§ **WORK TO COMPLETE**:
Give back every record below, character for character.
-- SOURCE MATERIAL follows --
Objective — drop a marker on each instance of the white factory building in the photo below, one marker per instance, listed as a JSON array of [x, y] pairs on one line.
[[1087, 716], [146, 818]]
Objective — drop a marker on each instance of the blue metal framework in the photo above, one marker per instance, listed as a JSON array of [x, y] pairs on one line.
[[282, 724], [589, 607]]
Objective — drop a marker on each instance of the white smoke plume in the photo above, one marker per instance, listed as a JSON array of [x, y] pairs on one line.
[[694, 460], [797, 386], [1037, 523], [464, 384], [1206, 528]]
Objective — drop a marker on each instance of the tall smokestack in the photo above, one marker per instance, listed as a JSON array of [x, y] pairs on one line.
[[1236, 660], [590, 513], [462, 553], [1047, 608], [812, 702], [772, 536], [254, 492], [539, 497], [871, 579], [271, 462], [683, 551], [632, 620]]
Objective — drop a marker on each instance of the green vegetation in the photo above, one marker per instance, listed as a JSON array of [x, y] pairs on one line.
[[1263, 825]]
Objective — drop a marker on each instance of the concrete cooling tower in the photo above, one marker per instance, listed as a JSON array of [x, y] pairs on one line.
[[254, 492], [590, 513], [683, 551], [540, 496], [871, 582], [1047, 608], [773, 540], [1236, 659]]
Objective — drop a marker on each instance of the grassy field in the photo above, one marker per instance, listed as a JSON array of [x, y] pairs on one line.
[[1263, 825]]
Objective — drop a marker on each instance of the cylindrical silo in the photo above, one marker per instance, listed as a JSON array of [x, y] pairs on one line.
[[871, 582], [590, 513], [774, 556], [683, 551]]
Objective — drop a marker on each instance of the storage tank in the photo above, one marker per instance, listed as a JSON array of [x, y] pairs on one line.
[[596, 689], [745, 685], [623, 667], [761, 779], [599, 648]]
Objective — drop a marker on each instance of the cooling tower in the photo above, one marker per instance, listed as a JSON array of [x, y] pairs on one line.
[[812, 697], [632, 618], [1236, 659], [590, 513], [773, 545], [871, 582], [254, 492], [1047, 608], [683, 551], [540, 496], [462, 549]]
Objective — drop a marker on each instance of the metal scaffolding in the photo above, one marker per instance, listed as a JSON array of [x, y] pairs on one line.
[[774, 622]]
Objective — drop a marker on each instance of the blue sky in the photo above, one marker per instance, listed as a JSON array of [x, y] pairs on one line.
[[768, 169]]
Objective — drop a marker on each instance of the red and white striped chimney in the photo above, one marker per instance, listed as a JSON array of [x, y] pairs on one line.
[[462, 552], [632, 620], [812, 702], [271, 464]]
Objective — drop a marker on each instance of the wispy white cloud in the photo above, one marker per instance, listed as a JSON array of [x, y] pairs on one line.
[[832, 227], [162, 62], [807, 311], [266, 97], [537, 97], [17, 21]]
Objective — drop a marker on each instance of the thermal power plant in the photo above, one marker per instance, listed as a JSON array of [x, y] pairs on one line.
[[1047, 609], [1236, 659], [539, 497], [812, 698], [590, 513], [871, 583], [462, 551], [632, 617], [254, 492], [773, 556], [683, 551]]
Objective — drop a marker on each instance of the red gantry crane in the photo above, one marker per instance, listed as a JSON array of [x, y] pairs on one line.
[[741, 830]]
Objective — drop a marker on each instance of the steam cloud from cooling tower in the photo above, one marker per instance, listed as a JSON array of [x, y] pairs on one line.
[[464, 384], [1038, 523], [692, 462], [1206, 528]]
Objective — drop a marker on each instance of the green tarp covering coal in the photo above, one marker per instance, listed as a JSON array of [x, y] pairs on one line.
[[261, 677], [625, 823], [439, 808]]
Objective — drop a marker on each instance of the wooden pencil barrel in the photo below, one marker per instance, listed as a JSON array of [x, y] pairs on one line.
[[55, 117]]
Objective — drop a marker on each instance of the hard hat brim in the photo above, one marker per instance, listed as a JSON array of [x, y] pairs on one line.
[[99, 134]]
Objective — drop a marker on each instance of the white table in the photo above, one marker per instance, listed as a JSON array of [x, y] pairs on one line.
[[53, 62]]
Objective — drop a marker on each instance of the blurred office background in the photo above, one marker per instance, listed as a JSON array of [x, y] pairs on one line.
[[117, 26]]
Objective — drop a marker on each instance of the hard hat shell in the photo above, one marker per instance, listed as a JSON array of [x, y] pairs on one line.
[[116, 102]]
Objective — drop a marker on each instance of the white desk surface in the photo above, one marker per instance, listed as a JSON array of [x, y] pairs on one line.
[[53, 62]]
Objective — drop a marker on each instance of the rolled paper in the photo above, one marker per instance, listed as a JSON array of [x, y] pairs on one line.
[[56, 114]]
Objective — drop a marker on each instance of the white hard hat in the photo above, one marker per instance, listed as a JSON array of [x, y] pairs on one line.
-- SOURCE MATERIAL concluded --
§ **RESPONSE TO THE EXERCISE**:
Objective — drop a marker on each instance of the white factory building in the photo below, one marker per instance, listed as a JSON array of [x, y] pairs on one line.
[[1087, 716], [146, 818]]
Objective — drop a marker on each instance of the blue metal framework in the photo above, one marker per instance, listed as a JSON array of [x, y] pairs on one line.
[[282, 724], [589, 607]]
Objective — drop a marker on each instance of the white smoke plume in the photo above, one marker per instance, listed as a JSON array of [x, y] pairs on one line.
[[694, 460], [797, 386], [1037, 523], [464, 384], [1206, 528]]
Objective — drop a marker on each instance of the tall smokestack in the photo above, one marker per instance, listed as a JSON array of [x, y] pairs on one line.
[[1236, 660], [590, 513], [462, 553], [1047, 608], [812, 702], [772, 536], [254, 492], [539, 497], [871, 579], [271, 462], [683, 551], [632, 620]]
Objective — drop a marker on each instance of the green vegetation in the photo above, one marker per instance, listed as a JSON array of [x, y] pairs on one line.
[[1263, 825]]
Objective — drop a marker on each instance of the concrete cooling tower in the photo above, one marker per instance, listed as a JSON array of [x, y] pairs on one line.
[[254, 492], [590, 513], [683, 551], [540, 496], [871, 582], [1047, 608], [773, 540], [1236, 659]]
Objective — drop a marker on each instance of the grassy field in the photo above, one marker per instance, listed as a JSON array of [x, y] pairs on one line.
[[1263, 825]]
Objective — drop a marker on each instance of the cylindrical silo in the photo above, one marker per instance, listed as a JSON array of [x, y] pairs on one line.
[[871, 582], [590, 513], [774, 556], [683, 551]]
Objective — drop a marker on each instance of the storage tank in the photo above, one marker per instance, listed as a JSON array of [x, y] pairs on one line.
[[596, 689], [745, 685], [623, 667], [761, 779], [599, 648]]
Objective — drop a marker on each instance of the cooling tower in the photo above, one marker per instance, listed as a JSON array of [x, y] pairs on one line.
[[812, 697], [632, 618], [1236, 659], [590, 513], [773, 545], [871, 582], [254, 492], [1047, 608], [683, 551], [540, 496], [462, 549]]
Objective — drop a marker on each instance of the metal scaffolding in the photo above, one marker per instance, listed as a JSON array of [x, y] pairs on one line.
[[774, 622]]
Objective — drop a marker on each instance of the blue sky in the photo above, one marker per instance, listed as a JSON array of [x, y] pairs on one line.
[[768, 169]]
Objective — drop a marker on each instance of the red and white striped chimney in the photo above, one marker per instance, listed as a JSON array of [x, y] pairs on one line.
[[462, 552], [632, 620], [812, 702], [271, 464]]
Objective — drop a marker on each instance of the wispy white cloud in the photo above, one marker per instance, listed as a JSON array of [x, y] pairs on one line.
[[832, 227], [162, 62], [807, 311], [266, 97], [537, 97], [17, 21]]
Objective — drop a marker on each instance of the thermal power plant in the photo above, one marker per instance, listed as a JSON array of [x, y] pairs on one line.
[[1047, 609], [1236, 659], [539, 497], [812, 698], [590, 513], [871, 583], [462, 551], [632, 617], [254, 492], [773, 556], [683, 551]]
Objective — drop a marker on each instance of the red gantry crane in the photo above, one marker per instance, listed as a JSON array of [x, y] pairs on one line.
[[741, 830]]
Objective — drop a marker on each instance of the steam cloud from cooling tower in the photo above, one marker per instance, listed as a JSON array of [x, y] pairs on one line.
[[464, 384], [1038, 523], [692, 462], [1206, 528]]
Objective — drop a marker on each instance of the green tarp covering coal in the photo above, one marker per instance, listed as a JSON array of [x, y] pairs on one line.
[[261, 677], [625, 823], [439, 808]]
Objective — drop a marker on each instance of the wooden pencil barrel in the photo below, one marker per instance, listed as a JSON array of [x, y] pairs on one line.
[[55, 117]]
Objective — drop a marker on each instance of the hard hat brim in the photo above, one marker per instance, listed as a JSON array of [x, y] pairs on one line.
[[99, 134]]
Objective — drop a marker on each instance of the white table in the photo above, one marker per instance, listed as a JSON array of [x, y] pairs on one line.
[[53, 62]]
Objective — drop a marker on each instance of the blurred office background in the photo above, one marker per instance, listed as a JSON array of [x, y] pairs on one line.
[[117, 26]]
Objective — drop a marker on each instance of the hard hat shell in the photo above, one marker per instance, listed as a JSON array of [x, y] pairs on one line.
[[116, 102]]
Objective — drop a marker on each instance of the white desk surface in the photo above, one marker per instance, listed as a JSON array of [x, y] pairs on one line.
[[53, 62]]
Objective — drop a marker on each instance of the rolled paper in the photo above, one marker per instance, listed as a JSON array of [x, y] pairs on one line.
[[56, 114]]
Objective — drop a marker on each instance of the white hard hat in the photo above, one marker per instance, listed as a JSON array of [x, y] pairs on one line.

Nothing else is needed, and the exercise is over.